> _GOAL_
Write out the data from the line containing "Could you give the outline of every instance of the green" through the line containing "[[[6,112],[6,113],[26,113],[26,109],[25,107],[10,105],[7,108]]]" as a JSON list of strings, one string per line, with blank lines omitted. Leave the pictures out of the answer.

─── RECORDS FOR THE EXERCISE

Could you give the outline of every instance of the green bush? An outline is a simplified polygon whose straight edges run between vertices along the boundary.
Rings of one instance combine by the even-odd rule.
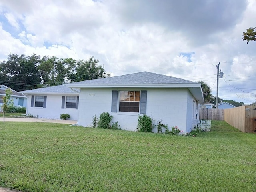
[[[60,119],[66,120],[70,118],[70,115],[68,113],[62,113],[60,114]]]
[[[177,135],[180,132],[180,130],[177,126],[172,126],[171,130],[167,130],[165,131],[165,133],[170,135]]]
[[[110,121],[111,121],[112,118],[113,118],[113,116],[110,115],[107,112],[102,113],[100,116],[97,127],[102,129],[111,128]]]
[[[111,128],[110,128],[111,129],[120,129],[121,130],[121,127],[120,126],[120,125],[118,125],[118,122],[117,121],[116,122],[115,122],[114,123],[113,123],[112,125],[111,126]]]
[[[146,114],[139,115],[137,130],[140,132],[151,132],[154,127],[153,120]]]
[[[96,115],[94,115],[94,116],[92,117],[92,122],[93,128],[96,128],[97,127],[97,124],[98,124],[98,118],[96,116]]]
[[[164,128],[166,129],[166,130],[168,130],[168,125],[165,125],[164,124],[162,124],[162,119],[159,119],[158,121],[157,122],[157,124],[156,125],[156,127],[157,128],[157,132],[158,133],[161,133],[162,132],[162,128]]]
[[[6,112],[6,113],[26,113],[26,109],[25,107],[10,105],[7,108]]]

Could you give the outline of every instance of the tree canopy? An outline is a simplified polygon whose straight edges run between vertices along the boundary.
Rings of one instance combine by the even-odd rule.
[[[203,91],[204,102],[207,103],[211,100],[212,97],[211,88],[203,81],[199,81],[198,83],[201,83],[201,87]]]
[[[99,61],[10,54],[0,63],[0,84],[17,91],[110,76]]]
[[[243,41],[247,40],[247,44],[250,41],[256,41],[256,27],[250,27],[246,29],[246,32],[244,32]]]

──────
─── RECORDS FOR THE EXERCISE

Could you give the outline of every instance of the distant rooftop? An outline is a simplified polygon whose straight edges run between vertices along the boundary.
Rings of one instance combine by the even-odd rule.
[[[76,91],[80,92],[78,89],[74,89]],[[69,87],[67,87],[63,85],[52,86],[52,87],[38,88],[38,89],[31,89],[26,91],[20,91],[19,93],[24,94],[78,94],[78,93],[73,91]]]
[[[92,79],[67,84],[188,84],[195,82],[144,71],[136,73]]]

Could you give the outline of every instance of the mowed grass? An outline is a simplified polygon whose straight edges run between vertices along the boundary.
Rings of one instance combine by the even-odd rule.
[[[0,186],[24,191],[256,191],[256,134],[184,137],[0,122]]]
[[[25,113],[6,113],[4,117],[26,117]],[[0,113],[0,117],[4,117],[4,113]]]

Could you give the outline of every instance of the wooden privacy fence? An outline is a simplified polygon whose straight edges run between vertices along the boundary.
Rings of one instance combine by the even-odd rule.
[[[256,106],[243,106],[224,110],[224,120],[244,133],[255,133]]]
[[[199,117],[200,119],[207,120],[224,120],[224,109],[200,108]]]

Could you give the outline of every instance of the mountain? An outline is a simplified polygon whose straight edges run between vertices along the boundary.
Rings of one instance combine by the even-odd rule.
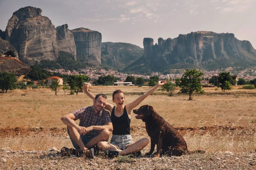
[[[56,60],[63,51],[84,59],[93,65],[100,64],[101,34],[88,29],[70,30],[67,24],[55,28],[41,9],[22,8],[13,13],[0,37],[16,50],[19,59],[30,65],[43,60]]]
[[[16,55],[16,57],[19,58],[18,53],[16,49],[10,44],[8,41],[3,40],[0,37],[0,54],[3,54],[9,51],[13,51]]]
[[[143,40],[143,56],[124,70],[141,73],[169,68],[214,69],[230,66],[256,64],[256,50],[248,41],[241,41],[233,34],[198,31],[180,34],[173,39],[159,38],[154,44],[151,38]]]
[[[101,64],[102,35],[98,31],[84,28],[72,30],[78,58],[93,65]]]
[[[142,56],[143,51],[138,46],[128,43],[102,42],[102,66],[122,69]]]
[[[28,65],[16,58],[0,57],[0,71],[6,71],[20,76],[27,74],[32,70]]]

──────
─── RECORDS FOR THE EXERCISE

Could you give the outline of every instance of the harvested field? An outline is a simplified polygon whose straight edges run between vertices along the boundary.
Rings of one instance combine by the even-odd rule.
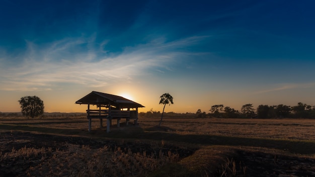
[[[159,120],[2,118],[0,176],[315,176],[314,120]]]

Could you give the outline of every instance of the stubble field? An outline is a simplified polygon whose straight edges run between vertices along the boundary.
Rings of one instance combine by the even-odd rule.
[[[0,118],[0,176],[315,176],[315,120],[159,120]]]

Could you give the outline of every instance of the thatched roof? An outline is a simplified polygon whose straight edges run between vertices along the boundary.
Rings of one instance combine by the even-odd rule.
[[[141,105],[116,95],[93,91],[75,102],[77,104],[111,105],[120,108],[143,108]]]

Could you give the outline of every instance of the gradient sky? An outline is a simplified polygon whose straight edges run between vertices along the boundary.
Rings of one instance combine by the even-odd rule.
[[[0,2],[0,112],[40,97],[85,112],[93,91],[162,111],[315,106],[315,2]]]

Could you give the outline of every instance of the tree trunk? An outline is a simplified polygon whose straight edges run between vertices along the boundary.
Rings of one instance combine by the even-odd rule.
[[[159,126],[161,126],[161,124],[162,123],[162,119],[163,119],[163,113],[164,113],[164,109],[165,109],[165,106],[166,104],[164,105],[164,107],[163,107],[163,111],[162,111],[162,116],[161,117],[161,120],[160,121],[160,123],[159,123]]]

──────

> _FINISHED EXERCISE_
[
  "Could you give the outline of every instance of the green bush? An outline is a simplified polygon whose straight edges run between vertices along the boundary.",
  "Rings of one instance combine by the even-odd rule.",
  "[[[60,119],[66,120],[70,118],[70,115],[68,113],[62,113],[60,114]]]",
  "[[[177,135],[180,132],[180,130],[177,126],[172,126],[171,130],[167,130],[165,131],[165,133],[170,135]]]",
  "[[[110,121],[111,121],[112,118],[113,118],[113,116],[110,115],[107,112],[102,113],[100,116],[97,127],[102,129],[111,128]]]",
  "[[[111,128],[110,128],[111,129],[120,129],[121,130],[121,127],[120,126],[120,125],[118,125],[118,122],[117,121],[116,122],[115,122],[114,123],[113,123],[112,125],[111,126]]]",
  "[[[146,114],[139,115],[137,130],[140,132],[151,132],[154,127],[153,120]]]",
  "[[[96,115],[94,115],[94,116],[92,117],[92,122],[93,128],[96,128],[97,127],[97,124],[98,124],[98,118],[96,116]]]",
  "[[[164,128],[166,129],[166,130],[168,130],[168,125],[165,125],[164,124],[162,124],[162,119],[159,119],[158,121],[157,122],[157,124],[156,125],[156,127],[157,128],[157,132],[158,133],[161,133],[162,132],[162,128]]]",
  "[[[6,112],[6,113],[26,113],[26,109],[25,107],[10,105],[7,108]]]"
]